Objective → Please format every line of the listing below as a numbered list, leaving out the blank lines.

— START Data excerpts —

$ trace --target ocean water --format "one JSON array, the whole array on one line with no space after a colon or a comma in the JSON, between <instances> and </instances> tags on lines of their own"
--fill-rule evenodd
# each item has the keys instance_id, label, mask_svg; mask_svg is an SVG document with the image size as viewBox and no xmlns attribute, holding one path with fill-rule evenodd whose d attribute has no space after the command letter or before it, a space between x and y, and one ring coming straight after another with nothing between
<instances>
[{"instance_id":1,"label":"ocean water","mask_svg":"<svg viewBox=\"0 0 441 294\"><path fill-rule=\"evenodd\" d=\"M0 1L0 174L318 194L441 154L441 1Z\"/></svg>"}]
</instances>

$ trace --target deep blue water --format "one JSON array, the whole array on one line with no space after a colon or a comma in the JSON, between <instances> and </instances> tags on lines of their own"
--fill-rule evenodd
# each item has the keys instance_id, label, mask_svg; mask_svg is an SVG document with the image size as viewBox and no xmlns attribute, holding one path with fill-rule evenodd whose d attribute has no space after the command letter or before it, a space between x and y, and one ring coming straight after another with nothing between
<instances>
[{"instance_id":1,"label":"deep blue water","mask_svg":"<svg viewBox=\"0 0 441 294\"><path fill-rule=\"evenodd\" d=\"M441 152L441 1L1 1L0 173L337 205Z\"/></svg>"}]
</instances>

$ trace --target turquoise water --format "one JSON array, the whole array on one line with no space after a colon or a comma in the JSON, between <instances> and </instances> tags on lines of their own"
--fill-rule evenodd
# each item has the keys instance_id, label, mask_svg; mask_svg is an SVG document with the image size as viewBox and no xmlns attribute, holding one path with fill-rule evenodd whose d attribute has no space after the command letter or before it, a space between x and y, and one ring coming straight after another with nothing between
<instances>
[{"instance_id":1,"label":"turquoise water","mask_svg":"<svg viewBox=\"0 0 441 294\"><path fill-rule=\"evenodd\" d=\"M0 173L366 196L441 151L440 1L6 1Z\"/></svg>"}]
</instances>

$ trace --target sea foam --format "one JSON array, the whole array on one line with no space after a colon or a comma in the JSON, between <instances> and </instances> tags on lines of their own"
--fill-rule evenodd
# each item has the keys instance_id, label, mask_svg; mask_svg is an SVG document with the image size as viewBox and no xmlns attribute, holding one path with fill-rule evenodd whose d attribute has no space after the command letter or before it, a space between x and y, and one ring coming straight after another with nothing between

— END Data excerpts —

Exercise response →
1. $ trace --target ocean water --format "one JSON array, the whole array on one line with no space after a colon or a comma in the JSON, between <instances> and </instances> tags on lines of their own"
2. --fill-rule evenodd
3. # each item has the keys instance_id, label, mask_svg; mask_svg is an SVG document with the image size as viewBox and no xmlns attribute, holding one path with fill-rule evenodd whose d attribute has no space after the command letter or before it, a space between x and y, and one ring coming straight after another with nothing between
4. <instances>
5. [{"instance_id":1,"label":"ocean water","mask_svg":"<svg viewBox=\"0 0 441 294\"><path fill-rule=\"evenodd\" d=\"M0 1L0 174L318 194L441 154L441 1Z\"/></svg>"}]
6. </instances>
7. $ trace --target deep blue water --format "one JSON array, the whole array on one line with no space after a colon or a comma in the JSON, between <instances> and </instances> tags on lines of their own"
8. --fill-rule evenodd
9. # each item has the keys instance_id, label, mask_svg; mask_svg is an SVG document with the image size as viewBox and no xmlns attribute, holding one path with fill-rule evenodd whose d attribute has no space after the command letter or before it, a space between x and y, and one ring coming straight after another with nothing between
10. <instances>
11. [{"instance_id":1,"label":"deep blue water","mask_svg":"<svg viewBox=\"0 0 441 294\"><path fill-rule=\"evenodd\" d=\"M441 152L441 1L1 1L0 173L337 205Z\"/></svg>"}]
12. </instances>
13. $ trace --target turquoise water --format "one JSON array, the whole array on one line with no space after a colon or a comma in the JSON, between <instances> and </instances> tags on lines of their own"
14. --fill-rule evenodd
15. # each item has the keys instance_id, label, mask_svg; mask_svg is an SVG document with the image size as viewBox and no xmlns attribute, holding one path with fill-rule evenodd whose d attribute has no space after the command letter or before it, a space between x and y, and one ring coming straight after another with nothing between
16. <instances>
17. [{"instance_id":1,"label":"turquoise water","mask_svg":"<svg viewBox=\"0 0 441 294\"><path fill-rule=\"evenodd\" d=\"M0 173L366 196L441 151L440 1L6 1Z\"/></svg>"}]
18. </instances>
19. $ trace --target sea foam --format "one JSON array, the whole array on one line with no space after a colon or a comma in the JSON, between <instances> and </instances> tags on lines of their own"
20. --fill-rule evenodd
21. # each item has the keys instance_id, label, mask_svg; mask_svg is an SVG document with the image size as viewBox and no xmlns attribute, holding one path with fill-rule evenodd whose d attribute has no space after the command letter or before it, a space between x and y, and one ring coming straight after another with nothing between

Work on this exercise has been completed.